▸ **ABOUT THIS EXERCISE**
Every line below is to be given again precisely; images are to be left out.

▸ **TASK INPUT**
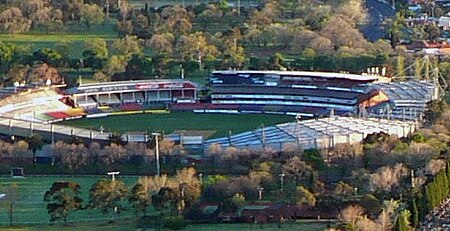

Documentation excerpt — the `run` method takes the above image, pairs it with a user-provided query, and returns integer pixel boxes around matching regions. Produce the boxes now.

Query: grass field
[0,23,118,58]
[0,176,138,225]
[0,176,332,229]
[59,111,294,138]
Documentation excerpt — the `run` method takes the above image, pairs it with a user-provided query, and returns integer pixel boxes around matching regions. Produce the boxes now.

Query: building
[438,16,450,29]
[65,79,199,109]
[207,70,388,117]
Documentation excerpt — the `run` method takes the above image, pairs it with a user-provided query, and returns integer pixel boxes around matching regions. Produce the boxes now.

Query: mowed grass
[0,176,138,225]
[59,111,294,138]
[0,23,118,58]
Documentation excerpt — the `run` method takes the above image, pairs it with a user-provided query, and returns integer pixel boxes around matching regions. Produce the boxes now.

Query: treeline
[0,0,403,85]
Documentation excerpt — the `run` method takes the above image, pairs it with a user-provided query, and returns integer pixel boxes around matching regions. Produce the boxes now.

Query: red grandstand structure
[64,79,199,111]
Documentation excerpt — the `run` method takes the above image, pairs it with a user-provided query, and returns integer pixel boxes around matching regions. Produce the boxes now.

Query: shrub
[163,215,189,230]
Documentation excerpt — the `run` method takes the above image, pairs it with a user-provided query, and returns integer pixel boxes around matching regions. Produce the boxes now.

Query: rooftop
[212,70,378,81]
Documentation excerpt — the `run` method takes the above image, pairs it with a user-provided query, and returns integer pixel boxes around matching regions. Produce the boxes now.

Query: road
[361,0,396,42]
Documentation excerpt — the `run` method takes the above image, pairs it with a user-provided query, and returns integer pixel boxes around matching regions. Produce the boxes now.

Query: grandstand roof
[212,70,378,81]
[204,116,417,151]
[371,80,435,102]
[65,79,199,95]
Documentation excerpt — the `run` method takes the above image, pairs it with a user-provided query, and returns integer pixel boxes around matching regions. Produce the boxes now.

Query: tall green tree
[79,3,104,29]
[44,182,83,224]
[26,134,43,162]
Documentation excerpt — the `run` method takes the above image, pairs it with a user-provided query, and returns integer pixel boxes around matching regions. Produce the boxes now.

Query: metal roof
[212,70,378,81]
[204,116,417,151]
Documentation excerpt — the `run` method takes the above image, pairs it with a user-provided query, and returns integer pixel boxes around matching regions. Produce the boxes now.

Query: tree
[302,148,325,170]
[174,167,201,210]
[133,14,150,38]
[33,48,62,67]
[26,134,44,162]
[118,0,131,23]
[333,181,354,198]
[79,4,104,29]
[44,182,83,224]
[410,198,419,228]
[85,39,108,58]
[50,0,83,22]
[340,205,365,229]
[49,141,88,172]
[396,209,412,231]
[152,186,179,215]
[0,7,31,34]
[5,64,28,85]
[282,156,314,185]
[104,55,127,77]
[360,194,381,218]
[0,42,17,71]
[113,35,143,57]
[369,163,409,194]
[1,184,20,226]
[129,183,150,217]
[125,53,152,78]
[93,71,110,82]
[334,0,367,25]
[296,186,315,206]
[197,4,224,30]
[176,32,220,69]
[222,44,245,68]
[146,33,175,54]
[160,5,192,35]
[89,179,128,219]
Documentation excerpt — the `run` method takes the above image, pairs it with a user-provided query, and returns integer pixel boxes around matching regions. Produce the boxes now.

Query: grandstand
[366,81,437,120]
[65,79,199,110]
[207,70,388,117]
[0,88,71,123]
[205,70,438,121]
[204,116,418,152]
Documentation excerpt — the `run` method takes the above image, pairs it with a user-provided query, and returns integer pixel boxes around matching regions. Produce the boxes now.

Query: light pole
[257,186,264,200]
[107,171,119,222]
[295,114,302,148]
[279,173,285,191]
[179,183,186,213]
[152,132,161,176]
[107,171,120,182]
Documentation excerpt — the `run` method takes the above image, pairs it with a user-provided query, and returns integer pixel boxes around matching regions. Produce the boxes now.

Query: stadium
[0,70,438,149]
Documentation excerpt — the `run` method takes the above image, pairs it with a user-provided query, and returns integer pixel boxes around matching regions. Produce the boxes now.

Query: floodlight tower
[152,132,161,176]
[107,171,120,182]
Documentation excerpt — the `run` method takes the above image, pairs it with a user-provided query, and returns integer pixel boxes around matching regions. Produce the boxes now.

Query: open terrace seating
[46,111,72,120]
[120,103,142,111]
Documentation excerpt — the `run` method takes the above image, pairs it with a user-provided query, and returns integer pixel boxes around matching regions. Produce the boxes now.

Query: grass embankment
[59,111,294,138]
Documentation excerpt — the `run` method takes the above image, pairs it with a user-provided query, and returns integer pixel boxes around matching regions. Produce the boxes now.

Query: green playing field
[59,111,295,138]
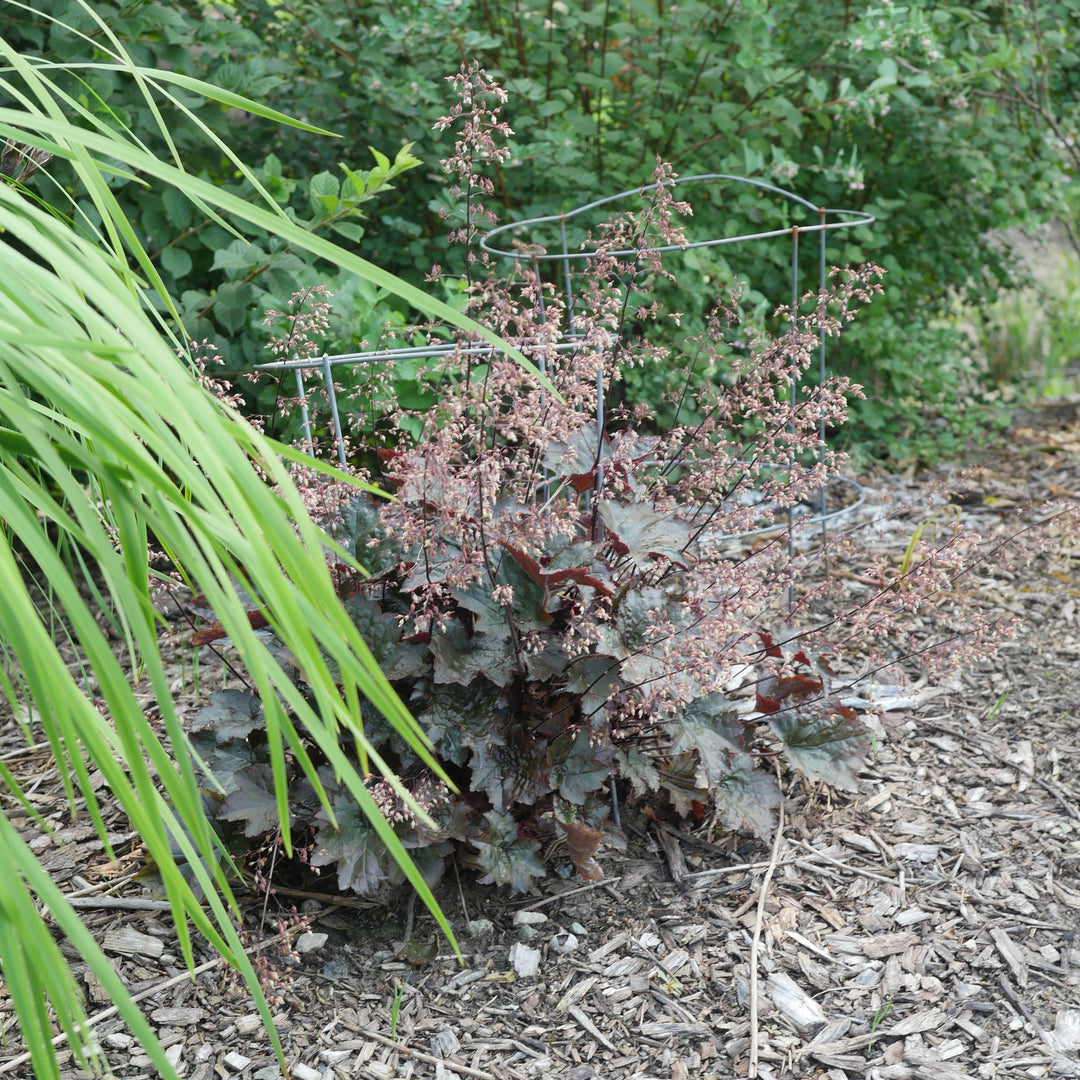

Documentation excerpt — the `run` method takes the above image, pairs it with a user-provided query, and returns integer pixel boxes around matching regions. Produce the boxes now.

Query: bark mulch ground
[3,399,1080,1080]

▸ **ANSWER FOR THE TASK**
Documentation excerpt — the `run` method takes the above image, pairs it with a user-provided query, and returns integer pixel boxes around matching regions. Produce the boxes now.

Query: grass field
[0,23,118,58]
[0,176,138,225]
[0,176,332,229]
[59,111,294,138]
Documentation excerpt — the `run` method takes the above image, pairs it with a user-provided query, and returns integer pixel boxes around matching regions. Produce the boxes now.

Query: building
[438,16,450,29]
[65,79,199,109]
[207,70,388,117]
Documentation excerpt — the `run` method takes the above image, pairs it with a user-provided query, and returns integer pixel boxes around matching regions. Produce the boxes now.

Query: mowed grass
[0,176,138,225]
[59,111,294,138]
[0,23,118,58]
Documentation excerpt — the `run` method takes the above image, pairs it with a user-provided query, and returns integer pixel boxes around matching regions. Produce the boxes now.

Query: treeline
[0,0,403,85]
Documentation excerpt — the `run` method takes the above image, pairs it with a user-provided query, and returns integer pixel boxes around matching regions. Produce the boxes now.

Query: red grandstand structure
[64,79,199,111]
Documentation excerpt — the `run` method takes the above image, pairs it with a user-provided query, and returns integer pixel boxes around matching regions. Produce the boxes now.

Query: shrub
[163,215,189,230]
Documentation excerpt — the `run` method takes the above image, pairs it with a user-provided query, and returns integer pixel boxes around matching regions. Produce the boxes now.

Query: rooftop
[212,70,378,81]
Documentation excerpt — the `run` method takes the above image, pairs it with a user-provided query, and returns integer pixel boxes around matching regions. Produce the boxes now.

Query: road
[361,0,396,42]
Documentation excerpt — the `run` method takes the above image, pairs it with a user-provided query, and returns integer pixel boxes around matching regions. Produce the boxes now.

Query: grandstand roof
[212,70,378,81]
[204,116,417,151]
[371,80,435,102]
[65,79,199,95]
Documentation excerpt — the `run` method takes the above image, pairs it with a user-provided query, and returns integer pixel boxes around matching regions. Produce the boxes now.

Query: tall green tree
[79,3,104,29]
[44,182,83,224]
[26,134,43,162]
Documentation excerpt — the `run` method takes the above image, pairs it with a user-provided query, and returns integer pixel boxes around matching regions. Produce the boxes now.

Query: metal roof
[212,70,378,81]
[204,116,417,151]
Documentation excerpt — the `run` method takes the above image, pairs it with a user-provided query, and returns integer pixel boxes around matching regions. Produce the boxes now.

Query: tree
[302,148,325,170]
[174,167,201,210]
[133,14,150,38]
[33,48,62,67]
[26,134,44,162]
[118,0,131,23]
[333,181,354,198]
[79,4,104,29]
[44,182,83,224]
[410,198,419,228]
[85,39,108,58]
[50,0,83,22]
[340,205,365,229]
[49,141,88,172]
[396,209,412,231]
[152,186,179,215]
[0,7,31,34]
[5,64,28,85]
[282,156,314,185]
[104,55,127,77]
[360,194,381,218]
[0,42,17,71]
[113,35,143,57]
[369,163,409,194]
[1,184,20,226]
[129,183,150,217]
[125,53,152,78]
[93,71,110,82]
[334,0,367,25]
[296,186,315,206]
[197,4,224,30]
[176,32,220,69]
[222,44,245,68]
[146,33,175,54]
[160,5,192,35]
[89,179,128,219]
Documentation excerpt — the `run` method takes the above image, pairs it with a user-provided query, and returns integer pixel boxes around matching regions. Produce the boxes now.

Query: grandstand
[366,81,437,120]
[65,79,199,110]
[207,70,388,117]
[0,88,71,123]
[205,70,438,121]
[204,116,418,152]
Documentation excerpt — the `run` method takes the above image, pairs it with a user-provided query, and returns integer pixel boxes around matching regions. Produce the boxes now.

Query: light pole
[257,186,264,200]
[107,171,119,222]
[295,114,302,148]
[279,173,285,191]
[179,183,186,213]
[152,132,161,176]
[107,171,120,182]
Documentation excerpt — the `run` method takes the above image, pairs it with a user-provided query, and returns integer pixel boxes around matching regions. Produce the boxes now.

Query: stadium
[0,70,438,149]
Documentation excerpt — the `run` method takes the above image, pairs it with a user-provided query, and returns integer pixel boxes around matching regions. Produce the boxes now.

Query: floodlight tower
[152,132,161,176]
[107,171,120,182]
Documentation excerpt — the `run` method takes the above image, pairs it with a user-provided query, and returns integer pixel boxes around matching regions. Produce the boxes now.

Query: open terrace seating
[46,111,72,120]
[120,103,142,111]
Documentation excerpt — the `run` method takes the above image, pairs it with a user-provided query, and returns integer pixel boxes around matching regions. Produce the boxes now.

Query: grass embankment
[59,111,294,138]
Documentation excerpt — the `run` method takes the above image, pairs it with a user-provided query, and returns integer pixel boxes around matching regions. Produce the boxes now.

Query: green playing field
[59,111,295,138]

Documentation excerpt — the `run` method takes the above image, pairs it with a user-provided query, and returns integer pixel boxes around matching regions. Produce the boxes now.

Query: bark mulch ground
[3,399,1080,1080]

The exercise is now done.